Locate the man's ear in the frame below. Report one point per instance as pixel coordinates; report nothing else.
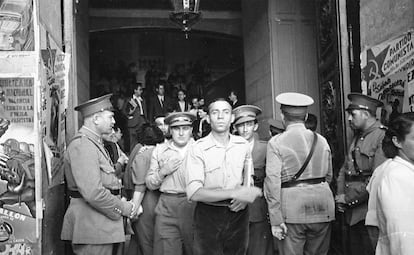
(396, 142)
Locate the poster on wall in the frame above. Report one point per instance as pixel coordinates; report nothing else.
(54, 102)
(16, 25)
(386, 69)
(17, 166)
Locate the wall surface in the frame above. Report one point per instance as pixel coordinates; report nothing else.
(257, 59)
(383, 19)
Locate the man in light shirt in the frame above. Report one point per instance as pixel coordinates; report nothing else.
(219, 182)
(173, 221)
(260, 235)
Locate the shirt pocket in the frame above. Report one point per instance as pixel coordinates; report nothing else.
(214, 176)
(366, 158)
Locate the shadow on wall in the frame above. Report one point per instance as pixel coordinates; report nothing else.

====================

Rewrite the lines above as a numbered list, skipping any blank lines and leaving out the pictures.

▶ _Written answer_
1. Locate the man's ear in the frame below. Report one point per instance as pixel coordinates; report nothing else.
2. (396, 142)
3. Locate the poster on wall in the frame above. Report one point per instance as pixel coordinates; report nothing else.
4. (54, 102)
5. (16, 25)
6. (386, 69)
7. (17, 166)
8. Locate the wall surface in the frame above. Report one point per instance as pixel coordinates; report nothing else.
9. (257, 59)
10. (383, 19)
11. Locate the man in light shirt in the frame above. Report one point per instance as pixel coordinates; report nothing else.
12. (219, 182)
13. (173, 221)
14. (260, 235)
15. Locate the shirt pocket in the frame above. Report one point per instance as pixel coordinates; report nothing else.
16. (214, 176)
17. (366, 158)
18. Locate the shadow on wall in the frame above. Report one point per instance as pixel coordinates; report nothing else.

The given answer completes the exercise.